**Instructions for the task:**
Copy each record exactly as it reads, leaving out any pictures it holds.

**Source data:**

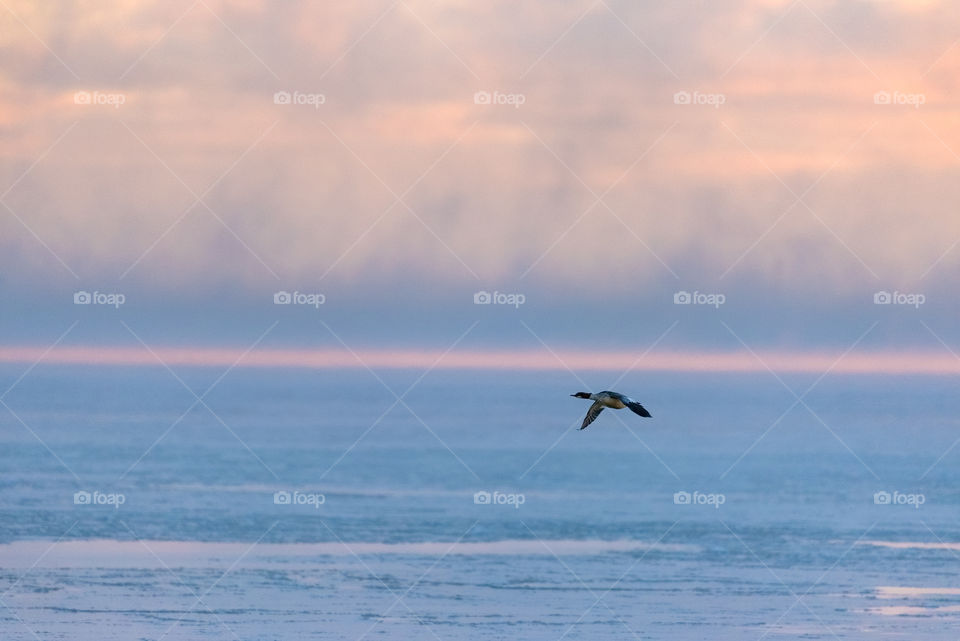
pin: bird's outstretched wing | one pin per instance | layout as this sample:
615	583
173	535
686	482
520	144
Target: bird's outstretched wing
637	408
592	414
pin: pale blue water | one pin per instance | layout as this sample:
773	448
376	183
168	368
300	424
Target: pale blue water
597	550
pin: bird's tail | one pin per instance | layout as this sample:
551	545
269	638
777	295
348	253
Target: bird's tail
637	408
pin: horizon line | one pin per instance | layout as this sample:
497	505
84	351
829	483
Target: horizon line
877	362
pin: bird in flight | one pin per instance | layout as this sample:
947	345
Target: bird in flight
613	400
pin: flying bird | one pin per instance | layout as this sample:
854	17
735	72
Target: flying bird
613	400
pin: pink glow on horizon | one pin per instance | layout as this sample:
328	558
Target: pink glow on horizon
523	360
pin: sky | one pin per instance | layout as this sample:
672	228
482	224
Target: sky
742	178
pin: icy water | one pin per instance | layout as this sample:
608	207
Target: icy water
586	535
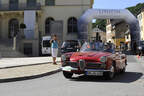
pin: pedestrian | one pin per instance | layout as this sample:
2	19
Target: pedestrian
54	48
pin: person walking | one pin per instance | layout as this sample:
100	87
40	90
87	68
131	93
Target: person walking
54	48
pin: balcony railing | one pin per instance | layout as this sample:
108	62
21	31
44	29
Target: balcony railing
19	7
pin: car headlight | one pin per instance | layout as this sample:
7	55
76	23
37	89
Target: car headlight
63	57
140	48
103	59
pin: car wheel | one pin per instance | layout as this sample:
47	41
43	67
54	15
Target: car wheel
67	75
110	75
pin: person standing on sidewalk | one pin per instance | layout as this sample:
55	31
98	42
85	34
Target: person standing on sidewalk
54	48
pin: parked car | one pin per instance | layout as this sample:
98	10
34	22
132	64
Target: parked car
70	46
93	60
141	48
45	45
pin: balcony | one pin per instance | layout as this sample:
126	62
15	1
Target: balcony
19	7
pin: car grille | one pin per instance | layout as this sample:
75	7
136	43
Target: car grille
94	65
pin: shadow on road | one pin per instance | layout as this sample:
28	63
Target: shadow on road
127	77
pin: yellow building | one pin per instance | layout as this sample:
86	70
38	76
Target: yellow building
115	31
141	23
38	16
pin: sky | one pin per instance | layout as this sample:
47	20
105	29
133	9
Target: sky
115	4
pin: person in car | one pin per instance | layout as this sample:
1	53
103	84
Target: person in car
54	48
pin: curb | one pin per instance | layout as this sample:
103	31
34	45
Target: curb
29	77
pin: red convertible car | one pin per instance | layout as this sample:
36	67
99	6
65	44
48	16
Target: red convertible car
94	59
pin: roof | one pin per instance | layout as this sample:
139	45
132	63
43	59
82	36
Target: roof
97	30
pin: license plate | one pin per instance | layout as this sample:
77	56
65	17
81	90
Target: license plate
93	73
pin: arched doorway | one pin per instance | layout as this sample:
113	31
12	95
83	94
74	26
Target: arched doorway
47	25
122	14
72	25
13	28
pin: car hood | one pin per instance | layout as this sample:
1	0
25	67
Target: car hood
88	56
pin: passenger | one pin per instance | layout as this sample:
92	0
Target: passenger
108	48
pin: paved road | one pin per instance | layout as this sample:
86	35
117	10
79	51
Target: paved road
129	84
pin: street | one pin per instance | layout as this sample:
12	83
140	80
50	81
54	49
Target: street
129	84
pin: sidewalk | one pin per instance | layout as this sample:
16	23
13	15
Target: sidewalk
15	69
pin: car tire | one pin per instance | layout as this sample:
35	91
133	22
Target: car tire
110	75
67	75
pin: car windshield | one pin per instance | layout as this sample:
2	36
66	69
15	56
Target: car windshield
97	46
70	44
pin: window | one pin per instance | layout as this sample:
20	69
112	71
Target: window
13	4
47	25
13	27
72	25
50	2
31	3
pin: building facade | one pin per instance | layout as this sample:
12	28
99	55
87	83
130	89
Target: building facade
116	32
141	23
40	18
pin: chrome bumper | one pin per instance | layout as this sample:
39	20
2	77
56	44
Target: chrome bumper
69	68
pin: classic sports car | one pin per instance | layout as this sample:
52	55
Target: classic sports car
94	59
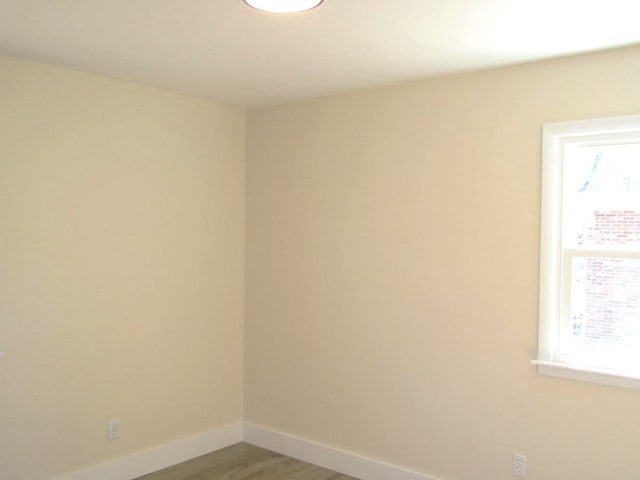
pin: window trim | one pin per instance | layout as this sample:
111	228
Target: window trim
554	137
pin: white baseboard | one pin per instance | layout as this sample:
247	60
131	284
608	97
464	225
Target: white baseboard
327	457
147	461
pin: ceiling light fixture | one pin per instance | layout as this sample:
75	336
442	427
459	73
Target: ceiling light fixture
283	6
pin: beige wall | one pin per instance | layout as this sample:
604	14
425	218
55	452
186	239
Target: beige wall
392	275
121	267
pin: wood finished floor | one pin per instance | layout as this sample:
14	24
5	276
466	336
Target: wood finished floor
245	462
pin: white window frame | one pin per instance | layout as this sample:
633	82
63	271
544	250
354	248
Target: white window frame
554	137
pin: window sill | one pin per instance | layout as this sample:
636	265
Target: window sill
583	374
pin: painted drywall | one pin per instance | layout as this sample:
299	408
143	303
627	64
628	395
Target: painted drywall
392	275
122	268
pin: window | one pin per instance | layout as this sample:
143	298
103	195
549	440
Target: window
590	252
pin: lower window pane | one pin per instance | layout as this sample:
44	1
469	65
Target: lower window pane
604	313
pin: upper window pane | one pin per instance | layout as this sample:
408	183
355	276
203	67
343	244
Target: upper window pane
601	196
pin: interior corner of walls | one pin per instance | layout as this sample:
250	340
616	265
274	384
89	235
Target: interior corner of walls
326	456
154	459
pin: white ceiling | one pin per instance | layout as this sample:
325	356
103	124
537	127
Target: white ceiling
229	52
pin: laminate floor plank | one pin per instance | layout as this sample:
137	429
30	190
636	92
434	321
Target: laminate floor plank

**Problem solution:**
pin: bird's outstretched wing | one pin per instance | layout as this sample:
615	583
173	535
686	482
520	144
Target: bird's outstretched wing
637	408
592	414
pin: pale blue water | one pin per instance | layout as this sample:
773	448
376	183
168	368
300	424
Target: pale blue water
597	550
pin: bird's tail | one pin per instance | layout as this sample:
551	545
269	638
777	295
348	253
Target: bird's tail
637	408
pin: horizon line | one pin per instance | layout as this sample:
497	505
84	351
829	483
Target: horizon line
877	362
pin: bird in flight | one pin per instance | layout as this sample:
947	345
Target: bird in flight
613	400
pin: flying bird | one pin per instance | layout as this sample:
854	17
735	72
Target: flying bird
613	400
pin: pink glow on horizon | one pin per instance | layout as this sample:
328	558
Target: pink glow on horizon
523	360
pin: sky | one pin per instance | layout as this sample:
672	228
482	224
Target: sky
742	178
pin: icy water | one pin per instance | layout as this sample:
608	207
Target: icy water
586	535
pin: pedestrian | one pin per instance | layout as this sample:
2	19
Target: pedestrian
54	48
pin: person walking | one pin per instance | layout as this sample:
100	87
40	90
87	68
131	93
Target: person walking
54	48
pin: balcony railing | one pin per instance | layout as this sample:
108	62
21	31
44	29
Target: balcony railing
19	7
pin: car headlight | one pin per instance | layout as this sample:
7	55
76	23
37	89
Target: car headlight
63	57
140	48
103	59
pin: car wheel | one pin per instance | layout as this sample:
47	41
43	67
54	15
Target: car wheel
67	75
110	75
pin: person standing on sidewalk | one pin per instance | layout as this sample:
55	31
98	42
85	34
Target: person standing on sidewalk
54	48
pin: parked car | one pin per instance | layout as this sample:
98	10
34	22
132	64
Target: parked car
70	46
93	60
141	48
45	45
pin: balcony | one pin per instance | layout as this sample:
126	62
15	1
Target: balcony
19	7
pin: car grille | one pin per instance | layout as this sample:
75	7
136	43
Target: car grille
94	65
pin: shadow on road | one pin per instance | layout as this sample:
28	63
Target: shadow on road
127	77
pin: yellow building | one pin per instance | layout as this sample:
86	70
38	76
Target: yellow building
115	31
141	23
38	16
pin: sky | one pin per instance | layout as this sample:
47	20
105	29
133	9
Target: sky
115	4
pin: person in car | one pin per instance | layout as this sample:
1	53
103	84
Target: person in car
54	48
pin: curb | one pin per instance | layout as this sample:
103	31
34	45
Target: curb
29	77
pin: red convertible car | one pin per instance | layout as this sample:
36	67
99	6
65	44
48	16
Target: red convertible car
94	59
pin: roof | one pin per instance | layout as this sample:
139	45
132	63
43	59
82	36
Target: roof
97	30
pin: license plate | one pin per instance | layout as this sample:
77	56
65	17
81	90
Target: license plate
93	73
pin: arched doorway | one pin per instance | layout as this sample:
113	31
12	95
83	94
74	26
Target: arched doorway
47	25
122	14
72	25
13	28
pin: car hood | one pin per instance | layout as this sample:
1	0
25	67
Target: car hood
88	56
pin: passenger | one pin per instance | layout as this sample:
92	0
Target: passenger
108	48
pin: paved road | one pin per instance | layout as this sample:
86	35
117	10
79	51
Target: paved road
129	84
pin: street | one pin per instance | layout as this sample:
12	83
140	80
50	81
54	49
Target: street
129	84
pin: sidewalk | one pin per instance | layout as this sample:
16	23
13	15
Target: sidewalk
15	69
pin: car tire | one pin per instance | layout as this sample:
35	91
133	22
Target: car tire
110	75
67	75
pin: car windshield | one pin per instance | layout as this sample:
2	36
66	69
15	56
Target: car windshield
97	46
70	44
pin: window | one pin per instance | layout as this sample:
20	69
112	71
Target: window
13	4
47	25
13	27
72	25
50	2
31	3
pin: building facade | one pin per instance | layout as this sample:
12	28
99	55
87	83
130	89
Target: building facade
116	32
141	23
40	18
pin: chrome bumper | one pin per instance | layout as this sample:
39	20
2	77
56	44
Target: chrome bumper
69	68
pin: classic sports car | one pin per instance | layout as this sample:
52	55
Target: classic sports car
94	59
pin: window trim | one pin per instance | layout as this sample:
111	228
Target: window trim
554	137
pin: white baseboard | one pin per instance | layout as this sample:
247	60
131	284
608	97
464	225
Target: white baseboard
327	457
147	461
pin: ceiling light fixture | one pin per instance | layout as this sample:
75	336
442	427
459	73
Target: ceiling light fixture
283	6
pin: beige wall | one pin per instance | layout as this sample:
604	14
425	218
55	452
186	239
Target: beige wall
392	275
121	267
pin: wood finished floor | one pin per instance | layout as this sample:
14	24
5	276
466	336
Target: wood finished floor
245	462
pin: white window frame | one pin per instance | layout as this sample:
633	82
63	271
544	250
354	248
Target: white window frame
554	137
pin: window sill | one pin per instance | layout as this sample:
636	265
Target: window sill
583	374
pin: painted drywall | one pin per instance | layout as this sample:
299	408
143	303
627	64
628	395
Target: painted drywall
392	275
122	268
pin: window | one pin per instance | layout as this sample:
143	298
103	195
549	440
Target: window
590	252
pin: lower window pane | one pin per instance | layout as this sample:
44	1
469	65
Target: lower window pane
604	313
pin: upper window pane | one pin per instance | layout as this sample:
408	183
355	276
203	67
343	244
Target: upper window pane
601	196
pin: interior corner of walls | one pin per instance | layout as this sample:
250	340
616	265
274	384
89	235
Target: interior corner of walls
326	456
154	459
pin: white ceiling | one pin per instance | layout as this sample:
325	356
103	124
537	127
Target: white ceiling
229	52
pin: laminate floor plank | one pin per instance | layout as this sample:
137	429
30	190
636	92
434	321
Target: laminate floor plank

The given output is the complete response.